▶ [WHAT IS EXPECTED]:
Transcribe word for word the lines spanning the line with "Detect the tourist walking on bridge." through the end of the records.

##### RECORDED INFORMATION

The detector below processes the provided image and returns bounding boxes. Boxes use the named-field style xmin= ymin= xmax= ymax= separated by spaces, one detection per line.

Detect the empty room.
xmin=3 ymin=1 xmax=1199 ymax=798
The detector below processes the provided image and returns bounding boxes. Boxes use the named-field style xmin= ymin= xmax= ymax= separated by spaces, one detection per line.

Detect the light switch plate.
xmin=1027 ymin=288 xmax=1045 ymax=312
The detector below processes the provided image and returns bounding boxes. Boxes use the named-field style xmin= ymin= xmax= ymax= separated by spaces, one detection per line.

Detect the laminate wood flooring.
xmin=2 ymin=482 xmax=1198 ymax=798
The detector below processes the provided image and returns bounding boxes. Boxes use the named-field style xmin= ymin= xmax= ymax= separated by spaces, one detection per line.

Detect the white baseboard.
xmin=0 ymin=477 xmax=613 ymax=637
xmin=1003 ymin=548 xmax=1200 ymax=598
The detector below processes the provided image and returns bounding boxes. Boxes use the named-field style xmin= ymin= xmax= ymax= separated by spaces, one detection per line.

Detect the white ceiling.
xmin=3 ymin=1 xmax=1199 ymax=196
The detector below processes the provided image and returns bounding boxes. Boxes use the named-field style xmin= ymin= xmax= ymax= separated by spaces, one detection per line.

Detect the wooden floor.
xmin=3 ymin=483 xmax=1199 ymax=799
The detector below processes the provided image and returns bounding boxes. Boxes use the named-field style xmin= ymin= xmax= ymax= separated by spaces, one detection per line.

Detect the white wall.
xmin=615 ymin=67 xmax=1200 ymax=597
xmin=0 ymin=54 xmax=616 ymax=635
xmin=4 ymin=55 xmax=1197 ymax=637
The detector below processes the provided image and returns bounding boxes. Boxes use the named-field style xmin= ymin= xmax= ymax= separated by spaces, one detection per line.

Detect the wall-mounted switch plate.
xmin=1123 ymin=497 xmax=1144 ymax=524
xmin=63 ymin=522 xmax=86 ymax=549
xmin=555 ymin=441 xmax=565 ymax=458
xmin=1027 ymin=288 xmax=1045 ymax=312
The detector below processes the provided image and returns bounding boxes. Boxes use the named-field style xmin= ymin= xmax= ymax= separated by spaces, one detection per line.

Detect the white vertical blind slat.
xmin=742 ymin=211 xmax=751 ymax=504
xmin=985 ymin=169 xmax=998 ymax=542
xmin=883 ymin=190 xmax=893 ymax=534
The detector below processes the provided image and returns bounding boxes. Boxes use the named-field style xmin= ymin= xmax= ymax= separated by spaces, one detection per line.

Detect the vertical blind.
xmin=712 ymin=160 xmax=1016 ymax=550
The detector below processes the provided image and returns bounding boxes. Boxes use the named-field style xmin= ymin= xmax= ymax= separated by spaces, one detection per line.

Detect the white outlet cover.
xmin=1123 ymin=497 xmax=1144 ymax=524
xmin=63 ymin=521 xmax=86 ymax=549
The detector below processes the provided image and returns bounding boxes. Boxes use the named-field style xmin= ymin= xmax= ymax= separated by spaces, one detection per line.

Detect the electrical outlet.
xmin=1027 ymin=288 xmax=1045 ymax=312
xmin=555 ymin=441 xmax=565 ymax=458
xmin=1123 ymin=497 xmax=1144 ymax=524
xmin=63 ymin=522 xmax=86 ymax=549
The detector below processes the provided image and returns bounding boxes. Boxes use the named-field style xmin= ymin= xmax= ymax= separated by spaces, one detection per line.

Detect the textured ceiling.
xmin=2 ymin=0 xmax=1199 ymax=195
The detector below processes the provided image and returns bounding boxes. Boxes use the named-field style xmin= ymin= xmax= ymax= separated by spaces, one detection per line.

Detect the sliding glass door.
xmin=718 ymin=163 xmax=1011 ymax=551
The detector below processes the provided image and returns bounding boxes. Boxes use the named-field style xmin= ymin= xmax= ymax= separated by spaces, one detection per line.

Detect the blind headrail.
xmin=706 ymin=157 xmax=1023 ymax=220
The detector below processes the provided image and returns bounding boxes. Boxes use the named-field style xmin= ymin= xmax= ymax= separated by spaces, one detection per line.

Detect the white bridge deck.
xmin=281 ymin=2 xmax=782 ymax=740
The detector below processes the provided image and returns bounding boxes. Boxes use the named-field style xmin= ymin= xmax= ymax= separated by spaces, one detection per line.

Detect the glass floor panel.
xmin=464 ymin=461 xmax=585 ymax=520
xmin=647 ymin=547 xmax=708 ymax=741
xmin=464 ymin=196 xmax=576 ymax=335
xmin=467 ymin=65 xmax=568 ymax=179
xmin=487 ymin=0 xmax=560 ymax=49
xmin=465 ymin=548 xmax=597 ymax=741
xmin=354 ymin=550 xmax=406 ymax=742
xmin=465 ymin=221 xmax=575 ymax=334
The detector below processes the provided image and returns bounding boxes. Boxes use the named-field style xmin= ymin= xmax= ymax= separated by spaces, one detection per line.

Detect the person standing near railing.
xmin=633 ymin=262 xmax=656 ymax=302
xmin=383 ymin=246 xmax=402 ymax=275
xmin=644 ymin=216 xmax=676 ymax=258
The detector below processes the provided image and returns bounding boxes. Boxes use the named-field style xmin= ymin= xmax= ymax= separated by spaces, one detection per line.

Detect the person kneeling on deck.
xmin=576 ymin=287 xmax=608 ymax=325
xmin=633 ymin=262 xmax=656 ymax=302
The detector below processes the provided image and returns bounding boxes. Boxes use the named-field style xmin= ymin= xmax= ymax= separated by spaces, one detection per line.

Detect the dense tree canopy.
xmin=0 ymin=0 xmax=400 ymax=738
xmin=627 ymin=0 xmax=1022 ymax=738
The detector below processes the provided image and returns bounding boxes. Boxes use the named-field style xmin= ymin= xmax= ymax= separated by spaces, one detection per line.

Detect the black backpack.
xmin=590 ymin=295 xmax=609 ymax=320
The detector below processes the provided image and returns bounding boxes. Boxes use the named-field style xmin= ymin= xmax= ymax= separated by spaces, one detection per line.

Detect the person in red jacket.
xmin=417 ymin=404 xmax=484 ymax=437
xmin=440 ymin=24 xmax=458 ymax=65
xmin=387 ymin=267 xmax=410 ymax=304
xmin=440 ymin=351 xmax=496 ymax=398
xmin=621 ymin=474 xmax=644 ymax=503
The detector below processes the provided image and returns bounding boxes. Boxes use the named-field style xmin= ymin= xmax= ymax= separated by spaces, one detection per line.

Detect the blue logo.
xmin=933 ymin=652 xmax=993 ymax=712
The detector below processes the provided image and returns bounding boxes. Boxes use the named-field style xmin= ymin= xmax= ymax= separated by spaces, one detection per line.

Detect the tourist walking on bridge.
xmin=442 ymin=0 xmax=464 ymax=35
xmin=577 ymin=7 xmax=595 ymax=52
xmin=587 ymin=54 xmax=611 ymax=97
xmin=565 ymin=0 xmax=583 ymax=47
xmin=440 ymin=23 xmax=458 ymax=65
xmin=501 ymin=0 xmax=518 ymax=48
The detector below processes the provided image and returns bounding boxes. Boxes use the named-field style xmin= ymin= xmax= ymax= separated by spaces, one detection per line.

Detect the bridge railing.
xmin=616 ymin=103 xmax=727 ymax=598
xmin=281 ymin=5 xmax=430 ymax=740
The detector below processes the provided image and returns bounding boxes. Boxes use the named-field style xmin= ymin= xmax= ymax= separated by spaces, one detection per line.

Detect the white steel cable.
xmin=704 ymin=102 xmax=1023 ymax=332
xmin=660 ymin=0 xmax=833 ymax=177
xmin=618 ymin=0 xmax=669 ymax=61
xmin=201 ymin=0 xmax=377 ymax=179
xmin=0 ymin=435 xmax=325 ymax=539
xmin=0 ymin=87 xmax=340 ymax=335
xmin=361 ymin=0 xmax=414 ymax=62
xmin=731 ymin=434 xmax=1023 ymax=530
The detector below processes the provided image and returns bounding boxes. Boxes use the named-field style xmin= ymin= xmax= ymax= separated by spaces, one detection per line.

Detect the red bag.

##########

▶ [THE COMPLETED TASK]:
Detect the tourist walking on bridge.
xmin=442 ymin=0 xmax=464 ymax=35
xmin=577 ymin=7 xmax=595 ymax=52
xmin=587 ymin=54 xmax=611 ymax=97
xmin=565 ymin=0 xmax=583 ymax=47
xmin=440 ymin=23 xmax=458 ymax=65
xmin=501 ymin=0 xmax=518 ymax=48
The detector below processes the provided image and returns bounding boxes. Boxes use the named-field style xmin= ymin= xmax= ymax= separated by spaces, one detection per line.

Detect the bridge railing.
xmin=616 ymin=103 xmax=727 ymax=598
xmin=281 ymin=5 xmax=430 ymax=740
The detector below processes the provided image and returns bounding boxes. Boxes use the named-field style xmin= ymin= xmax= ymax= separated by spaces, one detection per line.

Detect the white steel cable.
xmin=704 ymin=102 xmax=1023 ymax=332
xmin=660 ymin=0 xmax=833 ymax=177
xmin=618 ymin=0 xmax=669 ymax=61
xmin=201 ymin=0 xmax=377 ymax=179
xmin=0 ymin=435 xmax=325 ymax=539
xmin=0 ymin=87 xmax=340 ymax=335
xmin=361 ymin=0 xmax=414 ymax=62
xmin=731 ymin=434 xmax=1023 ymax=530
The detector below processes the provided image and returns bounding boxes. Boxes use the named-field style xmin= ymin= xmax= ymax= separated by spaces, one detection per line.

Detect the red bag.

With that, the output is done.